TASK →
Write out each of the following records again, reproducing every line exactly as it is given.

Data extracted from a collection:
####################

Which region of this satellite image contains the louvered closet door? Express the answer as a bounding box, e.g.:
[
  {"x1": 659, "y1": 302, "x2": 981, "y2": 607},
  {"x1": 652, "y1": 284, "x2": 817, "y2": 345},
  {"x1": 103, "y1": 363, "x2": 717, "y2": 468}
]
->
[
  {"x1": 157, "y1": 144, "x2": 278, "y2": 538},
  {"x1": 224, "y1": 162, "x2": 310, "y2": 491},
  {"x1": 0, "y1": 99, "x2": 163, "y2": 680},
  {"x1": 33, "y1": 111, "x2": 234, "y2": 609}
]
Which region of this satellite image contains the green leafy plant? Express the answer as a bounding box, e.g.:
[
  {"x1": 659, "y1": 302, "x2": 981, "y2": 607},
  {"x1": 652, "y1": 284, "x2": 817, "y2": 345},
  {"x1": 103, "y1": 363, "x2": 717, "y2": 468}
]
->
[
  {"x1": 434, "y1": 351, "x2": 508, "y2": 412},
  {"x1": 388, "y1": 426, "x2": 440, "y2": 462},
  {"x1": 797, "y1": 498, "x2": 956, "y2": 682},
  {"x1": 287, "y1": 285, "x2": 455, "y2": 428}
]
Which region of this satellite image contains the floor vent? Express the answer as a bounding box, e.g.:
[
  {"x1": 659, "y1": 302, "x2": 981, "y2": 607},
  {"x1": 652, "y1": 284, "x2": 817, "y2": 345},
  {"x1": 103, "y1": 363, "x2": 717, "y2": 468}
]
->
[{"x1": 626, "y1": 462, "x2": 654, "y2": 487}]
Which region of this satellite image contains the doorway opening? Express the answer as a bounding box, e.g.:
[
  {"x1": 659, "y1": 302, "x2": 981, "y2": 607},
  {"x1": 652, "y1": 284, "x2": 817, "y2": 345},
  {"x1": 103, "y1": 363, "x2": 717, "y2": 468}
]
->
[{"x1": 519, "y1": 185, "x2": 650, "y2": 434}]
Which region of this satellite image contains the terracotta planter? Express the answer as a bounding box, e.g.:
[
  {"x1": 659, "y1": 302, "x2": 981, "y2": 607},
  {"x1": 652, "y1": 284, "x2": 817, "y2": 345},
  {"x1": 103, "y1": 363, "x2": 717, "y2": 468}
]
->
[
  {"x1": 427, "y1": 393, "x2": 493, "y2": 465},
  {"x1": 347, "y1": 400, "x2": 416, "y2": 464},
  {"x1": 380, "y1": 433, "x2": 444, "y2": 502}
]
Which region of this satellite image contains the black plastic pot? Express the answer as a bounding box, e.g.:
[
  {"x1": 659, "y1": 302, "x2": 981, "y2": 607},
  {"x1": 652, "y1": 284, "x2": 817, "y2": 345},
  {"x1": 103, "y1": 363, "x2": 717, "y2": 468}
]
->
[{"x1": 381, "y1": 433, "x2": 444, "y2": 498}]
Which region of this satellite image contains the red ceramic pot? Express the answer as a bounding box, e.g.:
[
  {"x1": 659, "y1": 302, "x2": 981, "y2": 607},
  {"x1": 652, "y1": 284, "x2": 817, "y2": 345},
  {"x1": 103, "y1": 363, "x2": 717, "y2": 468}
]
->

####################

EXERCISE OUTPUT →
Which region of this satellite image contains the louvered closet door? Express the answer as a bounding box, e.g.:
[
  {"x1": 659, "y1": 302, "x2": 981, "y2": 607},
  {"x1": 652, "y1": 284, "x2": 817, "y2": 345},
  {"x1": 103, "y1": 363, "x2": 717, "y2": 468}
]
->
[
  {"x1": 157, "y1": 144, "x2": 278, "y2": 538},
  {"x1": 224, "y1": 162, "x2": 310, "y2": 491},
  {"x1": 0, "y1": 99, "x2": 163, "y2": 680},
  {"x1": 33, "y1": 111, "x2": 234, "y2": 609}
]
Which region of this satellite image contains the green leafy plant? Express the answer as a bounding box, e.g.:
[
  {"x1": 659, "y1": 302, "x2": 981, "y2": 607},
  {"x1": 652, "y1": 284, "x2": 817, "y2": 345},
  {"x1": 103, "y1": 363, "x2": 717, "y2": 468}
]
->
[
  {"x1": 434, "y1": 351, "x2": 508, "y2": 412},
  {"x1": 388, "y1": 426, "x2": 440, "y2": 462},
  {"x1": 797, "y1": 498, "x2": 956, "y2": 682},
  {"x1": 287, "y1": 285, "x2": 455, "y2": 428}
]
Which region of this satellite image contains the floor vent? Express the answer as a bounding box, e.g.:
[
  {"x1": 659, "y1": 302, "x2": 981, "y2": 607},
  {"x1": 652, "y1": 284, "x2": 817, "y2": 345},
  {"x1": 103, "y1": 363, "x2": 717, "y2": 468}
]
->
[{"x1": 626, "y1": 462, "x2": 654, "y2": 487}]
Which region of this satellite image contains the doorway opening? Express the answer as a bounding box, e.g.:
[
  {"x1": 659, "y1": 302, "x2": 981, "y2": 607},
  {"x1": 652, "y1": 284, "x2": 817, "y2": 345},
  {"x1": 103, "y1": 363, "x2": 717, "y2": 468}
]
->
[{"x1": 519, "y1": 185, "x2": 650, "y2": 434}]
Which region of this satellite image contains the terracotta planter? Express the answer as a bounding box, e.g.:
[
  {"x1": 659, "y1": 302, "x2": 981, "y2": 607},
  {"x1": 652, "y1": 284, "x2": 817, "y2": 345},
  {"x1": 103, "y1": 363, "x2": 717, "y2": 468}
]
->
[
  {"x1": 427, "y1": 393, "x2": 493, "y2": 465},
  {"x1": 347, "y1": 400, "x2": 416, "y2": 464},
  {"x1": 380, "y1": 433, "x2": 444, "y2": 502}
]
Which region of this satellite image contains the black plastic pot? Express the answer as a bounding box, e.g.:
[
  {"x1": 659, "y1": 302, "x2": 981, "y2": 607},
  {"x1": 652, "y1": 284, "x2": 817, "y2": 345},
  {"x1": 103, "y1": 363, "x2": 717, "y2": 468}
]
->
[{"x1": 381, "y1": 433, "x2": 444, "y2": 498}]
Which region of this satellite image contains the red ceramic pot? Express the answer as a bounding box, e.g.:
[
  {"x1": 659, "y1": 302, "x2": 981, "y2": 607},
  {"x1": 652, "y1": 284, "x2": 817, "y2": 345},
  {"x1": 103, "y1": 363, "x2": 717, "y2": 468}
]
->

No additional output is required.